Given exercise ▸ Below are records; transcribe only the line with "Can you see the hazy" and those after it, through the last line, without any change.

Records for processing ▸
***
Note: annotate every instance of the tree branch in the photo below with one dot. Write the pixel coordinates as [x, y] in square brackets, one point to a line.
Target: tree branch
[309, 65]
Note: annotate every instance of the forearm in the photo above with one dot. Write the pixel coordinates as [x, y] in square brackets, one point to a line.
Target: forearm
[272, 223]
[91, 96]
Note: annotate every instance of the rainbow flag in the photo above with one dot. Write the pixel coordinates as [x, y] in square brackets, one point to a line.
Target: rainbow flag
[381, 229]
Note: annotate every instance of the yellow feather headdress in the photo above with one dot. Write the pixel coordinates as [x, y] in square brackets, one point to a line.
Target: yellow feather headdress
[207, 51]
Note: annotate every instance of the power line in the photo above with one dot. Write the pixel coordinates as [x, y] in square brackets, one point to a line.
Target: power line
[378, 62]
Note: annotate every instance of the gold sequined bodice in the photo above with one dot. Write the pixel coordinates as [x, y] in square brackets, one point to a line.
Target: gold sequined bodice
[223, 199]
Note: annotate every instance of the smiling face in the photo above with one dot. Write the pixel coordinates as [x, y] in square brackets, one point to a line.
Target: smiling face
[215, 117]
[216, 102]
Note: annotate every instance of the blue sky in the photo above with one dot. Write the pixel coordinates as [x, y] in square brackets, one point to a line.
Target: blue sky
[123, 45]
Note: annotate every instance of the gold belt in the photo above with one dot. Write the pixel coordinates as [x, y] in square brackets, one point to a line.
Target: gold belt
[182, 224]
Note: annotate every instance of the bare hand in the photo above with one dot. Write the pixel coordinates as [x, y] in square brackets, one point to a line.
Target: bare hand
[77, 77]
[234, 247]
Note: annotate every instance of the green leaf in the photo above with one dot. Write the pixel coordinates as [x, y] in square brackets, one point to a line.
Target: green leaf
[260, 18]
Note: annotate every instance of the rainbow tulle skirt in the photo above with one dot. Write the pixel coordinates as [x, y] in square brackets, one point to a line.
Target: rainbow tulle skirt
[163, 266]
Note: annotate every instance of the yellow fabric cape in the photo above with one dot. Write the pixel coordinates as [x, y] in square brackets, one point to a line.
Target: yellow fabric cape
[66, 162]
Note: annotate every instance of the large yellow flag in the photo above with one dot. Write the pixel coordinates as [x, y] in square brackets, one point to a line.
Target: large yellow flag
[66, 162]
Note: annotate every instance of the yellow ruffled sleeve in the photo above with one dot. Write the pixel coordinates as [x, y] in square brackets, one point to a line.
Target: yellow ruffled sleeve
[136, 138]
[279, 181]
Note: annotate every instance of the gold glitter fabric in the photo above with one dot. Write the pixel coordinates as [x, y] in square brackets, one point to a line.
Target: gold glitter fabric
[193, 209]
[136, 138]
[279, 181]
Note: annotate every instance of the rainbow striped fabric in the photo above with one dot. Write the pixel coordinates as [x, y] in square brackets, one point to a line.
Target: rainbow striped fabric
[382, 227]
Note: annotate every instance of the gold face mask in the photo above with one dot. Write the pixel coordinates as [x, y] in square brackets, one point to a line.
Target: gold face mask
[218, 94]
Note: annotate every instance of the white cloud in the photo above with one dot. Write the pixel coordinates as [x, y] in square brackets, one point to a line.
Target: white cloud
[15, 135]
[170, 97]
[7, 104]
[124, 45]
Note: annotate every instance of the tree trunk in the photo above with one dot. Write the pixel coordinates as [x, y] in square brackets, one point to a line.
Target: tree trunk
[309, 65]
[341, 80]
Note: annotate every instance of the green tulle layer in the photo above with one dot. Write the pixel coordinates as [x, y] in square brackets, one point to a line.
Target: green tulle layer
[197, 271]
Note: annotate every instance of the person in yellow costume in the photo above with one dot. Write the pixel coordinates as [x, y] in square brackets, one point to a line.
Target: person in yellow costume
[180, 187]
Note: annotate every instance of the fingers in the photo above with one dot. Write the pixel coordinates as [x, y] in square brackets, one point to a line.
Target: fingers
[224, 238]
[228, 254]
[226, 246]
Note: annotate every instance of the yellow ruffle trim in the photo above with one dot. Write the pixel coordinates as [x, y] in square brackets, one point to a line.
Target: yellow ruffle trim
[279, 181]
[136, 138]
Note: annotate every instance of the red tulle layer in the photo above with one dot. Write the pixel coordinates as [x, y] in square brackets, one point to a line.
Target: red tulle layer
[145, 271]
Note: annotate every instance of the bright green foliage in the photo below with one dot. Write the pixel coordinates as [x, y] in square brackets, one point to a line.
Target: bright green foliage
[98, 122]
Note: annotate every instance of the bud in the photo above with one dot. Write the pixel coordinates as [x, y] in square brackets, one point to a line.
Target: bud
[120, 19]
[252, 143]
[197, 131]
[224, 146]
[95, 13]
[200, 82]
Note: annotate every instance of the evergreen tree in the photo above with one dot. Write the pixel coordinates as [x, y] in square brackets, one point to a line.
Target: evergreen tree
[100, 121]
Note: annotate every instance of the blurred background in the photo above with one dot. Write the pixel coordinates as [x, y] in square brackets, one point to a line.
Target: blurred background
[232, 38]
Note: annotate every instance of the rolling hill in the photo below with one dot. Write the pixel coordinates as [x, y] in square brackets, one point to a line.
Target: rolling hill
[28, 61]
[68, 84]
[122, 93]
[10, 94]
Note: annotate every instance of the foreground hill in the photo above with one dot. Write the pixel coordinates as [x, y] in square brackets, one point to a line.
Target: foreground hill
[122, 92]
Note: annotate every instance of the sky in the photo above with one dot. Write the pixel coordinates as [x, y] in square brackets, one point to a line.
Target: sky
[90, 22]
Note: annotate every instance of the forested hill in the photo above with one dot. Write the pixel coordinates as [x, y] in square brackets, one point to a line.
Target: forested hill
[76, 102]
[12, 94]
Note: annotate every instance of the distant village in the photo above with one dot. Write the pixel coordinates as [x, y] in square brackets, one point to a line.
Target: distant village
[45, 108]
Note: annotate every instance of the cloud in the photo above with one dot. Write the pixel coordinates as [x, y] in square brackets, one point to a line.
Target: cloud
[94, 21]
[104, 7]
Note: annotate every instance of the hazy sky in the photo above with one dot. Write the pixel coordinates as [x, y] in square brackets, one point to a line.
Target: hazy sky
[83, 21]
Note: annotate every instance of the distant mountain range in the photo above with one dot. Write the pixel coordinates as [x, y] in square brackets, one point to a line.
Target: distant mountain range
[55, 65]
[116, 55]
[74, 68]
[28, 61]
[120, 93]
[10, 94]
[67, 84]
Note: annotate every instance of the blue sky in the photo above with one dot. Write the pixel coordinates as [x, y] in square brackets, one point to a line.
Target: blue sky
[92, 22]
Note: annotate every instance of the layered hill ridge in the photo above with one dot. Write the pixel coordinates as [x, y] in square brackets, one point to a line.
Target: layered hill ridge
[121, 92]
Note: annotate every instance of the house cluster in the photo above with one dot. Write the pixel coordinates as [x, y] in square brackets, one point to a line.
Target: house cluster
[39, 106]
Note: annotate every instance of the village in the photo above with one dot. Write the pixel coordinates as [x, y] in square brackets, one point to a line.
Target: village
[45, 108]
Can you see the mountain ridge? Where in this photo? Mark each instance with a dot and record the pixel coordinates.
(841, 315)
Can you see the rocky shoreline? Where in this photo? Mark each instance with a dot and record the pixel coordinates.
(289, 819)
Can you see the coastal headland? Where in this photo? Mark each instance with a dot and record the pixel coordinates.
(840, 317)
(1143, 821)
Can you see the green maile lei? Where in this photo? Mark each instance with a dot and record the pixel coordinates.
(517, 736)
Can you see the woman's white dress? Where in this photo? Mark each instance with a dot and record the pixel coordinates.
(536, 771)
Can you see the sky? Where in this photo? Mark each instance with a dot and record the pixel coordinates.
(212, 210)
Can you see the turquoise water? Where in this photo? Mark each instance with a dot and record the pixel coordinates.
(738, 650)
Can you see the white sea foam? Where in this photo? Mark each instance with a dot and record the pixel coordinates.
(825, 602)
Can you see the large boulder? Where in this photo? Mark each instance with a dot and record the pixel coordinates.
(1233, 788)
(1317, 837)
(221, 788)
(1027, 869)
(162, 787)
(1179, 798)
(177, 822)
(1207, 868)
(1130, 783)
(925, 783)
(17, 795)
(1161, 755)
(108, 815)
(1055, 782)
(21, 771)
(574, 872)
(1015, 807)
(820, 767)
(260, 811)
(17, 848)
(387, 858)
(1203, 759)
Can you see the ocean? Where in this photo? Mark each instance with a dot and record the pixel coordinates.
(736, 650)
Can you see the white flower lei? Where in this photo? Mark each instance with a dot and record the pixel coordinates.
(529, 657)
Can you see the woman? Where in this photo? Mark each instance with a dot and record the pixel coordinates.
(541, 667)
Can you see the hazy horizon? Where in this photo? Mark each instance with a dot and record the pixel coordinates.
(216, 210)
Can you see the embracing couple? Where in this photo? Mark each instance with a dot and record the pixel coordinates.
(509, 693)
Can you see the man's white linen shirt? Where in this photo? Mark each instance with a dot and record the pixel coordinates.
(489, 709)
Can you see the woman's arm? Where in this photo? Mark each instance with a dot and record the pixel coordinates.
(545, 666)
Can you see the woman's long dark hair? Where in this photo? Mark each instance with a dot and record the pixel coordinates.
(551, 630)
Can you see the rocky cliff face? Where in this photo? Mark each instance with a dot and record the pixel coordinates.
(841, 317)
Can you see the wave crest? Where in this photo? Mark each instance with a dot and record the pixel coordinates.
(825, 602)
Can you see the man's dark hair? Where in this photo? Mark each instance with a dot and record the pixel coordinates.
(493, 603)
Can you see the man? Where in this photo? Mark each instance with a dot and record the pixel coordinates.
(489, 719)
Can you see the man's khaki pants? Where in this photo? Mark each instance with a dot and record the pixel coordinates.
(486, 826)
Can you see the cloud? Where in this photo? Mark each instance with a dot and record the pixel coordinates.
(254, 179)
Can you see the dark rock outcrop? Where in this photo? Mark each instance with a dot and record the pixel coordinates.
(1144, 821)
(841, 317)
***
Response to this task ▸
Can you see the hazy horizon? Where in this photo? Mark each instance with a dot and record the pixel coordinates.
(216, 210)
Can you see the embracing couple? Where in this photo? Mark each instance with a dot and record the pixel coordinates.
(509, 693)
Can you see the man's white linen shirt? Where in this photo? Mark each instance with a dot and record the pixel coordinates.
(489, 709)
Can you see the woman's arm? Where in this photo? Mark each instance with a dot and record the pixel coordinates.
(545, 666)
Can you see the woman's long dark hair? Where in this photo? Mark each instance with a dot and record the pixel coordinates.
(551, 630)
Can you see the rocky cliff face? Where in this photo? Mark each instance with a dot and record the pixel coordinates.
(841, 317)
Can you see the wave crest? Where in this photo? Mark each instance with a dot and record the pixel coordinates.
(825, 602)
Can you see the man's dark hair? Where in this photo? Mark each instance with a dot and record the pixel coordinates.
(493, 603)
Can you see the man? Where in this photo? Mark each instance with a dot and record the pixel coordinates.
(489, 719)
Can you see the man's khaki pants? Where in this photo? Mark each instance with a dot and record the pixel coordinates.
(486, 826)
Can you see the cloud? Where in this photo? Mark each instance with a dot and record the pixel coordinates.
(254, 179)
Can you see the dark rock outcrop? Where in this photo? Mark each instance with a dot and record the pixel coordinates.
(1144, 821)
(841, 317)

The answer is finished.